--- Supplied data Enclosed Below ---
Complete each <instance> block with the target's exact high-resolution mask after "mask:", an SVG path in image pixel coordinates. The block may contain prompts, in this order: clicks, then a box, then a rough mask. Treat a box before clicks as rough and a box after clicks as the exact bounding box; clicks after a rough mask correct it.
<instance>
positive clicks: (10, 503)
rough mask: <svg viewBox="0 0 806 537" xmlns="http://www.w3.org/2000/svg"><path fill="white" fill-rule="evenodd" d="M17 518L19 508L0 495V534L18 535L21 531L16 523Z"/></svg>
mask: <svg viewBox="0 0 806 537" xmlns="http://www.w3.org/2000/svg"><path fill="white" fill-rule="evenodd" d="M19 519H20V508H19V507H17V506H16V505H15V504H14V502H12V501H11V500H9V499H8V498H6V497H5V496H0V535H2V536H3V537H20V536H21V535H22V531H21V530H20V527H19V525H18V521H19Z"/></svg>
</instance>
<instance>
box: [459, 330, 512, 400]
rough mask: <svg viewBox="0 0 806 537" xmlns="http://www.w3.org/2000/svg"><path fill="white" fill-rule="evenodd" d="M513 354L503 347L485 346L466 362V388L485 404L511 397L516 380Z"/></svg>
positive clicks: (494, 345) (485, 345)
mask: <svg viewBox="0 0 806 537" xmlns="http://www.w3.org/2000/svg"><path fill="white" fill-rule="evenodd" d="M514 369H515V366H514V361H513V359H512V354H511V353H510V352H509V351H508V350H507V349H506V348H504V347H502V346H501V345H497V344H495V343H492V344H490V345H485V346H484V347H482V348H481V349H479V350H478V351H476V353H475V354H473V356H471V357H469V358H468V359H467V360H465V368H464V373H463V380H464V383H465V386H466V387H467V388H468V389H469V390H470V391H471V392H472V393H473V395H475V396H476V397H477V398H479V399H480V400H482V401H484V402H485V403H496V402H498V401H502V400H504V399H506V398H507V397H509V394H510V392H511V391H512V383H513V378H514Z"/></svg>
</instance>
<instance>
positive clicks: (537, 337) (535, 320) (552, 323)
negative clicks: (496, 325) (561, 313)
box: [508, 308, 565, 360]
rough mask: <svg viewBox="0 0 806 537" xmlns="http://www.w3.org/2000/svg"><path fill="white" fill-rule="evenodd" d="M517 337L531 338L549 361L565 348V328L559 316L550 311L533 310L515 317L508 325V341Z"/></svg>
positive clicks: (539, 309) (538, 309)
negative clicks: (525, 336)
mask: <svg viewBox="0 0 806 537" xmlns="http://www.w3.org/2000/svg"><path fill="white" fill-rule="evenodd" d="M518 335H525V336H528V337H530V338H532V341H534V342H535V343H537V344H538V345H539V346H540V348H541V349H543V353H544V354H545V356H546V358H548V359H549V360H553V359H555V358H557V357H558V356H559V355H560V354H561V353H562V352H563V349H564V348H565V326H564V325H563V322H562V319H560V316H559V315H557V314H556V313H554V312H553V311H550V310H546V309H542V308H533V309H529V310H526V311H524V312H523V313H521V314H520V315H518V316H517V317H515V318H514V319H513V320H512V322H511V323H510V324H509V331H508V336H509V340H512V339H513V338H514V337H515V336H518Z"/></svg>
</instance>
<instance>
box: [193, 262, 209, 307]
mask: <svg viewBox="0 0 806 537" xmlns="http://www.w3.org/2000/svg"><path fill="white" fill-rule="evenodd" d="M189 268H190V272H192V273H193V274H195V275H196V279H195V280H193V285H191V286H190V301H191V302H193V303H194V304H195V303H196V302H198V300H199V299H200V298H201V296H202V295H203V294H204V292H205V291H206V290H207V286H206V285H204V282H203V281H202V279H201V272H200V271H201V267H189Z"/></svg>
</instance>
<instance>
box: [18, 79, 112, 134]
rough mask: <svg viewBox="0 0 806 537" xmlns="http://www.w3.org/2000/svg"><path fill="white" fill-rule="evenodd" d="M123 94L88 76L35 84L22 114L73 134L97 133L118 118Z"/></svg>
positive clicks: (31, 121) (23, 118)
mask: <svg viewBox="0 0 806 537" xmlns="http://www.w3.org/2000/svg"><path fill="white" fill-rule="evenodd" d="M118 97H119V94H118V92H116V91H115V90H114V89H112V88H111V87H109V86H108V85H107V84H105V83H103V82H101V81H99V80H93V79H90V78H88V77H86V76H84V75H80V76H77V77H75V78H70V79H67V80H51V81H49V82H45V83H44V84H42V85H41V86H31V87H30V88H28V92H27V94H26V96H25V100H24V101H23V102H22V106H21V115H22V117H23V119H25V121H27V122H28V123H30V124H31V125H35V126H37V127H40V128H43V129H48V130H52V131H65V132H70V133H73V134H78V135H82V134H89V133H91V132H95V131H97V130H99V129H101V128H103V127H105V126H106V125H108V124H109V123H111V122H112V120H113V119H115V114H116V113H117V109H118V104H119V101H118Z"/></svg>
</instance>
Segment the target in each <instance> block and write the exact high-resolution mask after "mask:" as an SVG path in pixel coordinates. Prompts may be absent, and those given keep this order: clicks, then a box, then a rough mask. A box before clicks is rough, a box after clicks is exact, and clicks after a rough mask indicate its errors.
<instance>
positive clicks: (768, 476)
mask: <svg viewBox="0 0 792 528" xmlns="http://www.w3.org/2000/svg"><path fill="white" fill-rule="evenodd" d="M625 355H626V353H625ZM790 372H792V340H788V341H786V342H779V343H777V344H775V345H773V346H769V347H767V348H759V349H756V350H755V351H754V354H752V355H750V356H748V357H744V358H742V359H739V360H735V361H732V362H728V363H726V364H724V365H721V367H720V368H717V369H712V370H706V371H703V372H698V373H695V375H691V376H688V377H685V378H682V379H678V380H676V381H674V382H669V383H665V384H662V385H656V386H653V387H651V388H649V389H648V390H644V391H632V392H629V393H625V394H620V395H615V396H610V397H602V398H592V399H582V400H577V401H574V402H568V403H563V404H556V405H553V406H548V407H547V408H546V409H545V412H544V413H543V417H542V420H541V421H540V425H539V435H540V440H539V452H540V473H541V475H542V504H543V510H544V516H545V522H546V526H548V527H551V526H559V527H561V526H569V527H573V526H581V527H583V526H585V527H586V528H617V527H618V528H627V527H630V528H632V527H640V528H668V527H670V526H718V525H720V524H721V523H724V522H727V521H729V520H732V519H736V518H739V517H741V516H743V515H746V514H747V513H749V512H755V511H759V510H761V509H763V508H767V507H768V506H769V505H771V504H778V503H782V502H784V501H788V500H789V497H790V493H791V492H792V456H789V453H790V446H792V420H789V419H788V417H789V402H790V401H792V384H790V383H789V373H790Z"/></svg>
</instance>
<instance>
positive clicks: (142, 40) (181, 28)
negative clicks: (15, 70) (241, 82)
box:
--- End of Enclosed Supplied data ---
Work item
Reproduce the entries exactly as they appear.

Exercise result
Complete each <instance> block with the target's exact high-resolution mask after "mask:", an SVG path in image pixel coordinates. The block may contain prompts, in this order: clicks, then a box, then a rough mask. Treat a box before clicks as rough and a box after clicks as the exact bounding box; clicks after a rough mask correct it.
<instance>
positive clicks: (10, 503)
rough mask: <svg viewBox="0 0 806 537" xmlns="http://www.w3.org/2000/svg"><path fill="white" fill-rule="evenodd" d="M17 518L19 508L0 495V534L18 535L21 531L16 523Z"/></svg>
mask: <svg viewBox="0 0 806 537" xmlns="http://www.w3.org/2000/svg"><path fill="white" fill-rule="evenodd" d="M19 519H20V508H19V507H17V506H16V505H15V504H14V502H12V501H11V500H9V499H8V498H6V497H5V496H0V535H2V536H3V537H20V536H21V535H22V531H21V530H20V527H19V525H18V521H19Z"/></svg>
</instance>
<instance>
box: [459, 330, 512, 400]
rough mask: <svg viewBox="0 0 806 537" xmlns="http://www.w3.org/2000/svg"><path fill="white" fill-rule="evenodd" d="M513 354L503 347L485 346L466 362V388L485 404L511 397L516 380Z"/></svg>
positive clicks: (494, 345) (485, 345)
mask: <svg viewBox="0 0 806 537" xmlns="http://www.w3.org/2000/svg"><path fill="white" fill-rule="evenodd" d="M514 369H515V366H514V361H513V359H512V354H511V353H510V352H509V351H508V350H507V349H506V348H504V347H502V346H501V345H497V344H495V343H492V344H490V345H485V346H484V347H482V348H481V349H479V350H478V351H476V353H475V354H473V356H471V357H469V358H468V359H467V360H465V368H464V373H463V380H464V383H465V386H466V387H467V388H468V389H469V390H470V391H471V392H472V393H473V395H475V396H476V397H477V398H479V399H480V400H482V401H484V402H485V403H496V402H498V401H502V400H504V399H506V398H507V397H509V394H510V392H511V391H512V383H513V378H514Z"/></svg>
</instance>
<instance>
positive clicks: (537, 337) (535, 320) (552, 323)
negative clicks: (496, 325) (561, 313)
box: [508, 308, 565, 360]
rough mask: <svg viewBox="0 0 806 537" xmlns="http://www.w3.org/2000/svg"><path fill="white" fill-rule="evenodd" d="M517 337L531 338L549 361L565 348V328L559 316L550 311L533 310L515 317L508 325V341Z"/></svg>
positive clicks: (539, 309) (538, 309)
negative clicks: (525, 336)
mask: <svg viewBox="0 0 806 537" xmlns="http://www.w3.org/2000/svg"><path fill="white" fill-rule="evenodd" d="M518 335H525V336H528V337H530V338H532V341H534V342H535V343H537V344H538V345H539V346H540V348H541V349H543V353H544V354H545V356H546V358H548V359H549V360H553V359H555V358H557V357H558V356H559V355H560V354H561V353H562V352H563V349H564V348H565V326H564V325H563V322H562V319H560V316H559V315H557V314H556V313H554V312H553V311H550V310H546V309H542V308H533V309H529V310H526V311H524V312H523V313H521V314H520V315H518V316H517V317H515V318H514V319H513V320H512V322H511V323H510V324H509V331H508V336H509V340H512V339H513V338H514V337H515V336H518Z"/></svg>
</instance>
<instance>
box: [193, 262, 209, 307]
mask: <svg viewBox="0 0 806 537" xmlns="http://www.w3.org/2000/svg"><path fill="white" fill-rule="evenodd" d="M189 268H190V272H192V273H193V274H195V275H196V279H195V280H193V285H191V286H190V301H191V302H193V303H194V304H195V303H196V302H198V300H199V299H200V298H201V296H202V295H203V294H204V292H205V291H206V290H207V286H206V285H204V282H203V281H202V279H201V272H200V271H201V267H189Z"/></svg>
</instance>
<instance>
box: [18, 79, 112, 134]
rough mask: <svg viewBox="0 0 806 537" xmlns="http://www.w3.org/2000/svg"><path fill="white" fill-rule="evenodd" d="M123 94L88 76L35 84L22 114L73 134L97 133L118 118Z"/></svg>
positive clicks: (31, 121) (23, 118)
mask: <svg viewBox="0 0 806 537" xmlns="http://www.w3.org/2000/svg"><path fill="white" fill-rule="evenodd" d="M118 97H119V94H118V92H116V91H115V90H114V89H112V88H111V87H109V86H108V85H107V84H105V83H103V82H101V81H99V80H93V79H90V78H88V77H86V76H84V75H80V76H77V77H75V78H70V79H67V80H51V81H49V82H45V83H44V84H42V85H41V86H31V87H30V88H28V92H27V94H26V96H25V100H24V101H23V102H22V106H21V115H22V117H23V119H25V121H27V122H28V123H30V124H31V125H35V126H37V127H40V128H43V129H48V130H52V131H65V132H70V133H73V134H78V135H82V134H89V133H91V132H95V131H97V130H99V129H101V128H103V127H105V126H106V125H108V124H109V123H111V122H112V120H113V119H115V114H116V113H117V109H118V104H119V101H118Z"/></svg>
</instance>
Segment the target in each <instance> block and write the exact high-resolution mask after "mask:" as an SVG path in pixel coordinates. Prompts may be absent, and those given keep this order: clicks, then a box, then a rough mask. A box before clicks is rough, a box after clicks is exact, and clicks after a rough mask indicate its errors.
<instance>
positive clicks: (768, 476)
mask: <svg viewBox="0 0 792 528" xmlns="http://www.w3.org/2000/svg"><path fill="white" fill-rule="evenodd" d="M625 355H626V353H625ZM790 372H792V340H788V341H786V342H779V343H777V344H775V345H773V346H769V347H767V348H759V349H756V350H755V351H754V354H752V355H750V356H748V357H744V358H742V359H739V360H735V361H732V362H728V363H726V364H724V365H721V367H720V368H717V369H712V370H706V371H703V372H698V373H695V375H691V376H688V377H685V378H682V379H678V380H676V381H674V382H669V383H665V384H662V385H656V386H653V387H651V388H649V389H648V390H644V391H632V392H629V393H625V394H620V395H615V396H610V397H602V398H592V399H582V400H577V401H574V402H568V403H563V404H556V405H553V406H548V407H547V408H546V409H545V412H544V413H543V417H542V420H541V421H540V425H539V435H540V440H539V452H540V473H541V475H542V504H543V510H544V516H545V522H546V526H548V527H551V526H559V527H561V526H569V527H573V526H581V527H583V526H585V527H586V528H617V527H618V528H627V527H630V528H632V527H640V528H668V527H670V526H718V525H720V524H721V523H724V522H727V521H729V520H732V519H736V518H739V517H741V516H743V515H746V514H747V513H749V512H755V511H759V510H761V509H763V508H767V507H768V506H769V505H771V504H778V503H782V502H784V501H788V500H789V497H790V493H791V492H792V456H789V453H790V446H792V420H789V419H788V417H789V402H790V401H792V384H790V383H789V373H790Z"/></svg>
</instance>
<instance>
positive clicks: (142, 40) (181, 28)
negative clicks: (15, 70) (241, 82)
box:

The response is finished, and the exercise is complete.